DIRECTIVE =>
Format as a JSON list of strings, one string per line with blank lines omitted, only the lines starting with the line that contains "the green moss" and going on through the line that contains "316), (747, 298)]".

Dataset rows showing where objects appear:
* * * * *

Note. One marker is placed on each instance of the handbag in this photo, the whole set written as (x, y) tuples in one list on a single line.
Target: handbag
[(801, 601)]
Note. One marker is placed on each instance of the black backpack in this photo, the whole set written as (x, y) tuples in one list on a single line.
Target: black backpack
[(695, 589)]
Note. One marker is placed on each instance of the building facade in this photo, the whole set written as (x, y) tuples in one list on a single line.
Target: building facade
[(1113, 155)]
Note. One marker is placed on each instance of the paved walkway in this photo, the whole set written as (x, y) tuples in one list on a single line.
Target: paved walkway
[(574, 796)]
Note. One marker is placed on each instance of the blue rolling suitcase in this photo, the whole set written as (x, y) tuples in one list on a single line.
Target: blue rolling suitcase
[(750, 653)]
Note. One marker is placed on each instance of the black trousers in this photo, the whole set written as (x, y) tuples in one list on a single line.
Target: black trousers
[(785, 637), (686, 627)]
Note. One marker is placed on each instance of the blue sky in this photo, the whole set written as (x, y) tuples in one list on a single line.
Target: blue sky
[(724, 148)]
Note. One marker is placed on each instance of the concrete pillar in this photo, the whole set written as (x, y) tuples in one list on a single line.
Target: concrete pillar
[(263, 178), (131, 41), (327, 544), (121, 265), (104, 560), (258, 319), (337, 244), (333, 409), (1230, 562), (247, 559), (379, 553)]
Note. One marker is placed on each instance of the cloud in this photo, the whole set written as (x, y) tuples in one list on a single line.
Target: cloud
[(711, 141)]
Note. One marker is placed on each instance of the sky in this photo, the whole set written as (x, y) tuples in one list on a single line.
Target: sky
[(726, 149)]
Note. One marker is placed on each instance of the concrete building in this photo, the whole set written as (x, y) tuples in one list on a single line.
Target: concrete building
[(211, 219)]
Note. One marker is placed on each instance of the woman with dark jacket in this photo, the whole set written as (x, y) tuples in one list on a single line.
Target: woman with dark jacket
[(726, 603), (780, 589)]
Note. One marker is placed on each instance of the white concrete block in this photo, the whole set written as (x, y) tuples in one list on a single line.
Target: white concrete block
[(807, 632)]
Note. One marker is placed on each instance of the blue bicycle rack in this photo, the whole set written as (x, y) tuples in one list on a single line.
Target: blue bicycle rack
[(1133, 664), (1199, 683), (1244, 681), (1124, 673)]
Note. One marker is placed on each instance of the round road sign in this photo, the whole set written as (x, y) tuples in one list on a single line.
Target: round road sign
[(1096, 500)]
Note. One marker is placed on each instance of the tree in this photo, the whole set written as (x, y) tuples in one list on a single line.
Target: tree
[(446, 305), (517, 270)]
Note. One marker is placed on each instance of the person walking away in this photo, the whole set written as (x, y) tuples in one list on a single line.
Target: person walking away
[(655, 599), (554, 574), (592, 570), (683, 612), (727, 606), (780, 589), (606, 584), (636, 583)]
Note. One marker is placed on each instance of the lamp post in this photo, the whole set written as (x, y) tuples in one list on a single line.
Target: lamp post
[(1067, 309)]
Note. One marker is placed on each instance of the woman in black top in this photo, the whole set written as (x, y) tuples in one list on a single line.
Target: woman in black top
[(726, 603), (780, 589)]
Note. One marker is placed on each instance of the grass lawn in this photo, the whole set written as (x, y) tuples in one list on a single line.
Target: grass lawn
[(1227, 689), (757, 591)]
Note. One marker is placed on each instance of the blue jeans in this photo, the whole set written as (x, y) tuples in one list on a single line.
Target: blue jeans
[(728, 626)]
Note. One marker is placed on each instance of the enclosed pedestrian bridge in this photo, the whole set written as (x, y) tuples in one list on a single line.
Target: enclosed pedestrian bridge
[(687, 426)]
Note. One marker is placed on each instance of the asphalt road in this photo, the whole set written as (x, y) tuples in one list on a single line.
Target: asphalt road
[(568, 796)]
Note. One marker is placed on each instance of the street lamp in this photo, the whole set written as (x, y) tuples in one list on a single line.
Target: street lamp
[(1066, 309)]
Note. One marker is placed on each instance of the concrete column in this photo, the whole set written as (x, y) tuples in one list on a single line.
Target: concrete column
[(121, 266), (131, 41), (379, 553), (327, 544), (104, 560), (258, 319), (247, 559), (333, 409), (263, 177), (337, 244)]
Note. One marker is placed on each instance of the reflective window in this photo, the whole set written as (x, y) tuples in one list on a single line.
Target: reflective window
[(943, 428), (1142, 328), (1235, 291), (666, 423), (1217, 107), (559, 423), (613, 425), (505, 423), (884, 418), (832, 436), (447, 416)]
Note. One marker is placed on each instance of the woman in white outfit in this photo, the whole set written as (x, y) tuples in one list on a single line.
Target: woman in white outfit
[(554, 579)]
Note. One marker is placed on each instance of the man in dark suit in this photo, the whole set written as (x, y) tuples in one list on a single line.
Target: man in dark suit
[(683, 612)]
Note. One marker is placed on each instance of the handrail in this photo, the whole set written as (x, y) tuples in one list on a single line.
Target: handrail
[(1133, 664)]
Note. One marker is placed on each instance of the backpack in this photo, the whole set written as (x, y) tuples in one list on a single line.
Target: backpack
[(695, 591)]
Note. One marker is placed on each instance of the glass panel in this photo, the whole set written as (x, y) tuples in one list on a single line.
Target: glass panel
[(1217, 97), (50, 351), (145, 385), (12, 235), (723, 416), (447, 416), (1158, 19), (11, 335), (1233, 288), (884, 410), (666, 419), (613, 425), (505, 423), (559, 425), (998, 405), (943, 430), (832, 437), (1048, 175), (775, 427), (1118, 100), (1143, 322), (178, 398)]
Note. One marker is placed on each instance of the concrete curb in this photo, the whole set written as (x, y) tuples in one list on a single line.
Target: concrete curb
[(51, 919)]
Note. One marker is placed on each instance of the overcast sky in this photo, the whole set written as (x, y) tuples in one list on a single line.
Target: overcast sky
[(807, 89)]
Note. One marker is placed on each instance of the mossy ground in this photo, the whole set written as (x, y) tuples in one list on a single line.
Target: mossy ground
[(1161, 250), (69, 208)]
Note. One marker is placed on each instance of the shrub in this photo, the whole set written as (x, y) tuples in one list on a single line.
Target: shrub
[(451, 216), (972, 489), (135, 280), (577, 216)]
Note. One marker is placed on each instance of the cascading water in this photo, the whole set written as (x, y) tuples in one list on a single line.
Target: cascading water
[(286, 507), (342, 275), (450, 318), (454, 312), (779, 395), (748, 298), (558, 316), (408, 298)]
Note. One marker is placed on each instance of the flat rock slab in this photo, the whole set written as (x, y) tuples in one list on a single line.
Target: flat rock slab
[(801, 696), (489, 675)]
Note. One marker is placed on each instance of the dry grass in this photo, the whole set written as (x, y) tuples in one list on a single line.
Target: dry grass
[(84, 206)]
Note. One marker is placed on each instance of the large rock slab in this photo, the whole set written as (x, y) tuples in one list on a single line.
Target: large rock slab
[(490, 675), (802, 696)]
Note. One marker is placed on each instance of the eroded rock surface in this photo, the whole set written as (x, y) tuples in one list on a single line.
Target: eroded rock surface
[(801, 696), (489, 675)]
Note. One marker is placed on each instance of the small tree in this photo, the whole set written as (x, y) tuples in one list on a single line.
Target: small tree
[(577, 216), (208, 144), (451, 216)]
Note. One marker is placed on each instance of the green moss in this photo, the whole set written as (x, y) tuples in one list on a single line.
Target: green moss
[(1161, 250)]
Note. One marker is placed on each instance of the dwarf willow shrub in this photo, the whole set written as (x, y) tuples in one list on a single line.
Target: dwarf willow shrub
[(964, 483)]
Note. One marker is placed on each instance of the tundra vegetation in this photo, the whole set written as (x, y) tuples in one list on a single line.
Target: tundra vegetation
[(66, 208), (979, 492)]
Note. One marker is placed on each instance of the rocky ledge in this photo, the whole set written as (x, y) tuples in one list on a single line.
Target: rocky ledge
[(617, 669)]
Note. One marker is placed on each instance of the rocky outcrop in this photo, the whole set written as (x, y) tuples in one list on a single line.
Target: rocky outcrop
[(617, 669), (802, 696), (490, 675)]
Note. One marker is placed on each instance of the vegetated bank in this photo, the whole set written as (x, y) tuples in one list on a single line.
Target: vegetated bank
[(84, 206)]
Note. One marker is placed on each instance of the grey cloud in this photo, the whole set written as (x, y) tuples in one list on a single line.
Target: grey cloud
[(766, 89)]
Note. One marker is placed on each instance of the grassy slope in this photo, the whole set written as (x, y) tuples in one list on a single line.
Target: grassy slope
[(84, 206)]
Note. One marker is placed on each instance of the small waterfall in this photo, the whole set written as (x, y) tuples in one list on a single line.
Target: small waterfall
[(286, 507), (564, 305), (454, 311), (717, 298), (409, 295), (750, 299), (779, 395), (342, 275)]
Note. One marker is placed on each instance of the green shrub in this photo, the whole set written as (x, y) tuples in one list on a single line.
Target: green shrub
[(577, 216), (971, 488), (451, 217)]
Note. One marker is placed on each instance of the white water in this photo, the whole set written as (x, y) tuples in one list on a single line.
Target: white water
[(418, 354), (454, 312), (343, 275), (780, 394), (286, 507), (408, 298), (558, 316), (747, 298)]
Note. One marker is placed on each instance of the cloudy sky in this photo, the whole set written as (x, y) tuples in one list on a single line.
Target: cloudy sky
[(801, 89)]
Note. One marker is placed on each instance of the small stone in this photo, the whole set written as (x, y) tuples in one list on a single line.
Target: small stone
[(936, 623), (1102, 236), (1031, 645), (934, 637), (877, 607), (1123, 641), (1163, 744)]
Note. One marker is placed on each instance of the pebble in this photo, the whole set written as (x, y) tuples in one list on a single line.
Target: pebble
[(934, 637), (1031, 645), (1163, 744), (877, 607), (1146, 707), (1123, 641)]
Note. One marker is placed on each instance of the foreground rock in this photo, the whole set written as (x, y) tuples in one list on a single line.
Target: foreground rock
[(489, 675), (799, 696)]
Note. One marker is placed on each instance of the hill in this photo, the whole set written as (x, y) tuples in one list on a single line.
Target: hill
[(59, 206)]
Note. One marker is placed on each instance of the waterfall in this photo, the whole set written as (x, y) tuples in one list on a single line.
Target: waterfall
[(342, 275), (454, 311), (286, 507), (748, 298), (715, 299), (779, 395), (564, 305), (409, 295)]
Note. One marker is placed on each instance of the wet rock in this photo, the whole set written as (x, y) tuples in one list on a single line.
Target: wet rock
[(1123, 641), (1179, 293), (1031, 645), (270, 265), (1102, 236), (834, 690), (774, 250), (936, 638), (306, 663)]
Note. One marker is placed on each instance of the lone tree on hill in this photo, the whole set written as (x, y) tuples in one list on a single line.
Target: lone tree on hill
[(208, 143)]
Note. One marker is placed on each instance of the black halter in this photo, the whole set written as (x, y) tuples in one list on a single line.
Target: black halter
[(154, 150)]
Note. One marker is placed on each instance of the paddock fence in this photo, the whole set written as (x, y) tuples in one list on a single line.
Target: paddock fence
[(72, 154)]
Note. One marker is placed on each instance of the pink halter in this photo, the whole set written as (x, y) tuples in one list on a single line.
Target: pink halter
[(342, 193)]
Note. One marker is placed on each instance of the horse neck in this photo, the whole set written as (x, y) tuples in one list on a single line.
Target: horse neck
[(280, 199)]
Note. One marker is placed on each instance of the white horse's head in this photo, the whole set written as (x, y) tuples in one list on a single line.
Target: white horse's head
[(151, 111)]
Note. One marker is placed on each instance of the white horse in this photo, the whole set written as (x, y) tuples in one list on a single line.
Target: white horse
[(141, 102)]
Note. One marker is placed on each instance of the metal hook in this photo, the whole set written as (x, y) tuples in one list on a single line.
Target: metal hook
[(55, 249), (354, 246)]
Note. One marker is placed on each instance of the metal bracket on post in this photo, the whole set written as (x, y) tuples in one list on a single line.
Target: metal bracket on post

* * * * *

FINISHED EXERCISE =>
[
  "Note. One marker is placed on each instance of the green moss in this photo, the whole set written as (x, y) tuples in one list on a single line.",
  "Target: green moss",
  "[(1161, 250)]",
  "Note. One marker is placed on each instance of the dwarf willow shrub in this photo, the whole set written as (x, y) tuples in one list on a single line.",
  "Target: dwarf willow shrub",
  "[(964, 483)]",
  "Note. One marker is placed on each instance of the tundra vegetation in this photo, the whole set written as (x, y) tuples in one list on a single line.",
  "Target: tundra vegetation",
  "[(66, 208), (979, 492)]",
  "Note. One marker is placed on each instance of the rocky ledge in this photo, the whole set written as (x, y) tuples in one list on a single line.",
  "Target: rocky ledge",
  "[(617, 669)]",
  "Note. One marker is placed on each instance of the rocky outcrop in this photo, the whole set written as (x, y) tuples in one list on a single line.",
  "Target: rocky outcrop",
  "[(617, 669), (802, 696), (490, 675)]",
  "Note. One marker is placed on each instance of the vegetated bank in this photo, the whole set written as (x, y) tuples in one list on a single line.",
  "Target: vegetated bank",
  "[(84, 206)]",
  "Note. One marker is placed on each instance of the grey cloud in this photo, the whole set written as (x, y) tuples in one list on a single line.",
  "Target: grey cloud",
  "[(766, 89)]",
  "Note. One marker is placed on each instance of the grassy slope in this photo, the whole set written as (x, y) tuples in one list on a single line.",
  "Target: grassy slope",
  "[(84, 206)]",
  "Note. One marker is placed on each instance of the small waterfall in this photo, the whole set written as (x, y) tuples in one list on a single line.",
  "Target: small waterfall",
  "[(286, 507), (564, 305), (454, 311), (717, 298), (409, 295), (750, 299), (779, 395), (342, 275)]",
  "Note. One marker is placed on each instance of the green shrub in this photo, the whole set written as (x, y) tuples in one list on a single line.",
  "Target: green shrub",
  "[(577, 216), (971, 488), (451, 217)]",
  "Note. One marker is placed on each instance of the white water in this photo, the whole set written as (x, y) tuples in one list on a single line.",
  "Target: white water",
  "[(418, 354), (454, 312), (343, 275), (780, 394), (286, 507), (408, 298), (558, 316), (747, 298)]"
]